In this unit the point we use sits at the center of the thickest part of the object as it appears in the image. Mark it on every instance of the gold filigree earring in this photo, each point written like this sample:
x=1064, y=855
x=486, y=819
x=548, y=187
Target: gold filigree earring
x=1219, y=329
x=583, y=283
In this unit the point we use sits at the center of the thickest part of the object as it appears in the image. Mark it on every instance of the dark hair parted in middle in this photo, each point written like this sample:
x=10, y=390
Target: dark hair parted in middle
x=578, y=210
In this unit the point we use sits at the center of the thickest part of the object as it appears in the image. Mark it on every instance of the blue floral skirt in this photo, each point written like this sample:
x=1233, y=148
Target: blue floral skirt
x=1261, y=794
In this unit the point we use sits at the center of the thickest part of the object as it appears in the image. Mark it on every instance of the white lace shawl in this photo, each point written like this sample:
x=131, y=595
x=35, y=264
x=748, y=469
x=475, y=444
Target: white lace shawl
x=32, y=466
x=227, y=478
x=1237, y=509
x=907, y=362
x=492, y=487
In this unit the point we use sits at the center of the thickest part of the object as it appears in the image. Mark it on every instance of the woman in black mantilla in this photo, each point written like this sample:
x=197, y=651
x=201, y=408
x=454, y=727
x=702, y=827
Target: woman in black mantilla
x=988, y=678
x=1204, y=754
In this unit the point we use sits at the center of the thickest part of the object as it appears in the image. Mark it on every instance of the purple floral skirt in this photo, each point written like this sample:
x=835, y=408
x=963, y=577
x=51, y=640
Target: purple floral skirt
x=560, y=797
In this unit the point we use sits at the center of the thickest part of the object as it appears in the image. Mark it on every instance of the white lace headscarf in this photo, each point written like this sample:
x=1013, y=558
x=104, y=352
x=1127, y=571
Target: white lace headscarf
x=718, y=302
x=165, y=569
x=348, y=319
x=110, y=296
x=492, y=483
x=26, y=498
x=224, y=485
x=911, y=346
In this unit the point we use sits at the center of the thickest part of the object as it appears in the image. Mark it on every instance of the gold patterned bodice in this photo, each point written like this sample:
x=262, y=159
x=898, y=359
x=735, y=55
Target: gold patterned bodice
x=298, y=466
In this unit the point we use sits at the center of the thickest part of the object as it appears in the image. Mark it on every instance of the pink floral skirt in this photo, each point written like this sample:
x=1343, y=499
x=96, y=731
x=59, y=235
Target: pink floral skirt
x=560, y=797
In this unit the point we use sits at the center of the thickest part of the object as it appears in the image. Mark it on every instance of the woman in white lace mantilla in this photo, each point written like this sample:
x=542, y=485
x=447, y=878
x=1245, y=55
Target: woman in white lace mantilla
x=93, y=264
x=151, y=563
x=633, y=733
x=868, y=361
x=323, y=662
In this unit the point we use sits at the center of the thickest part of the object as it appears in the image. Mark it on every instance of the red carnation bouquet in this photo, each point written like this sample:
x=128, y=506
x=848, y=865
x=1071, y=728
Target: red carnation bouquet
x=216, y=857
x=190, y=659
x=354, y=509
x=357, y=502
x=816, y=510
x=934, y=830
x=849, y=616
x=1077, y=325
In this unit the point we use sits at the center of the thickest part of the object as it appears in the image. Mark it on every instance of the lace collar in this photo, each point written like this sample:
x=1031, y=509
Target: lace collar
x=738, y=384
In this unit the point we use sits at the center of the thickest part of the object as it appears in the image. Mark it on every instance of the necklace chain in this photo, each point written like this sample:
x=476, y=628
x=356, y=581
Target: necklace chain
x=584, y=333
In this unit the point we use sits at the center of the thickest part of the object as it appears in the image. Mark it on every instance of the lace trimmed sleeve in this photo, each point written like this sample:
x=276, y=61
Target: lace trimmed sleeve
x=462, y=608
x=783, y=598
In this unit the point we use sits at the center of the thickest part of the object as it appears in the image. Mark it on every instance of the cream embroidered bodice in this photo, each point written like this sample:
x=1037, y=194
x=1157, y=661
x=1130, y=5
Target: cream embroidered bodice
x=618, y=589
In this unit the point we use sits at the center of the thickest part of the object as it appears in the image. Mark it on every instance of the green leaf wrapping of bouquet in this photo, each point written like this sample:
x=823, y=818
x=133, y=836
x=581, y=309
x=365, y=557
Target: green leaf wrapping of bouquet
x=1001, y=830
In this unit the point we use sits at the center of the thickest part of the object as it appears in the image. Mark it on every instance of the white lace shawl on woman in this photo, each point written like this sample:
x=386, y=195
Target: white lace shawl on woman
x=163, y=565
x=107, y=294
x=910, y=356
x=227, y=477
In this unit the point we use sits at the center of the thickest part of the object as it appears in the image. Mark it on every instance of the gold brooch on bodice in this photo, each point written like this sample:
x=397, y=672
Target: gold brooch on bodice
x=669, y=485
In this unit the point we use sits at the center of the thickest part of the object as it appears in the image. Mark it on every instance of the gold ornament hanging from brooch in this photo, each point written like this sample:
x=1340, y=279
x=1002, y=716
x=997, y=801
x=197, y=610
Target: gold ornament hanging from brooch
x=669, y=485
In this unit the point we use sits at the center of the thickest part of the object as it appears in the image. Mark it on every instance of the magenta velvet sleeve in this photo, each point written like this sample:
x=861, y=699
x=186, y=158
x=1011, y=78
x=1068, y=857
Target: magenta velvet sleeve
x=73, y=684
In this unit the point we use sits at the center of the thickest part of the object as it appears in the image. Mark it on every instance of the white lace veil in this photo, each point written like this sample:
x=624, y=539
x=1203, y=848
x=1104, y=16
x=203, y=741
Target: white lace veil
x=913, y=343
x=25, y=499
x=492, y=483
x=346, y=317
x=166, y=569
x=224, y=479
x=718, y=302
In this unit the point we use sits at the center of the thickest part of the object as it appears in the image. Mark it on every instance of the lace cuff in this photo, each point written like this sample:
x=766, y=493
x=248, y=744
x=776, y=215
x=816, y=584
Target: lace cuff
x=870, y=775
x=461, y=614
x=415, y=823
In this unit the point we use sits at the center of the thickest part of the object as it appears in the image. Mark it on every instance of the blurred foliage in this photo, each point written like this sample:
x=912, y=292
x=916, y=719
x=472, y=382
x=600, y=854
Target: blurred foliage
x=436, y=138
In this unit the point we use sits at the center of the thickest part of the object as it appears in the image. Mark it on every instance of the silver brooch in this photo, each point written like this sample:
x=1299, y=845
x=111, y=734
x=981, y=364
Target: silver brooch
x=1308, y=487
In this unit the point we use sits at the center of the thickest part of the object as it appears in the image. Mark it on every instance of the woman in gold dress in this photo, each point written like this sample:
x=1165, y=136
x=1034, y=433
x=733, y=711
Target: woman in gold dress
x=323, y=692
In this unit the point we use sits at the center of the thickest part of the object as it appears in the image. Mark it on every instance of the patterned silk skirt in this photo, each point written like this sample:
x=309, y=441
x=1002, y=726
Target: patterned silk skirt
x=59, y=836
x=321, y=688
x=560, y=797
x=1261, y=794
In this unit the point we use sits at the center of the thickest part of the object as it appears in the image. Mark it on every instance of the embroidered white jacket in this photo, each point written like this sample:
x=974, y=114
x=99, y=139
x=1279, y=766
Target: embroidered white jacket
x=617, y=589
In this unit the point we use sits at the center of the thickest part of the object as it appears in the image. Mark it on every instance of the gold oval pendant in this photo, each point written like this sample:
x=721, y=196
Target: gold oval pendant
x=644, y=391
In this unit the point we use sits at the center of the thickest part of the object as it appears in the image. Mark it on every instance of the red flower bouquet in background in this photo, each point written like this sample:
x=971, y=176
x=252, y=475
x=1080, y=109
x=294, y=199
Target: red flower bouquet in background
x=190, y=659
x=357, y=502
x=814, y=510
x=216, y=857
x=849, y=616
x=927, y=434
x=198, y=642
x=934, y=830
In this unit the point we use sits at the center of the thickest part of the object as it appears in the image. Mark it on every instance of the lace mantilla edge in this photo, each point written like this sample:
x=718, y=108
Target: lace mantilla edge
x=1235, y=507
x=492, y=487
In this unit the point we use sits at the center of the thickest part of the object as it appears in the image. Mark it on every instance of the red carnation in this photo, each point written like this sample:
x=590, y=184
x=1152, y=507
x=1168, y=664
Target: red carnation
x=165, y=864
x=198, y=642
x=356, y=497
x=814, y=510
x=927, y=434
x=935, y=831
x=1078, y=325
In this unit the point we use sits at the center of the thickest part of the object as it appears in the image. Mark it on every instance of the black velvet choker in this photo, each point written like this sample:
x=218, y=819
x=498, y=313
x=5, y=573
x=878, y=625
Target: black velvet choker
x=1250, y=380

- - - -

▶ [YOUR GOAL] Copy the items from the line with "carnation bouquet in" through the line with "x=618, y=589", changing every "Target" to "Object" and leaving all else intact.

▶ [RESPONSE TO THE EXERCISE]
In this unit the point we use sits at the center of the thickest part of the object as it appears in the image. Mark it on every instance of the red carnation bouquet in this photo, each point written like this sample:
x=128, y=506
x=848, y=865
x=1071, y=728
Object: red carnation bouquet
x=216, y=857
x=190, y=659
x=354, y=509
x=357, y=502
x=816, y=510
x=934, y=830
x=849, y=616
x=1077, y=325
In this unit the point we use sits at the center of the thickest part of the object as it appears in the image. Mark it on every instance of the lace collar in this photo, each point written like this sample:
x=1031, y=509
Object: lace collar
x=738, y=384
In this unit the point we use sits at the center of the thickest part of the object as it appears in the image. Mark it on every instance of the necklace chain in this photo, each point written like this sample:
x=476, y=628
x=356, y=581
Object: necklace chain
x=584, y=333
In this unit the point we use sits at the center of the thickest part of the object as it appears in the image. Mark it on every instance of the lace trimmed sleeve in this photo, each point written like this sample:
x=276, y=61
Object: lace trimmed sleeve
x=462, y=608
x=783, y=598
In this unit the point we use sits at the center of the thickest part of the object as it appears in the image. Mark it on every instance of the cream embroidered bodice in this photo, each point written like this sample:
x=1037, y=194
x=1157, y=661
x=1130, y=5
Object: cream embroidered bodice
x=618, y=589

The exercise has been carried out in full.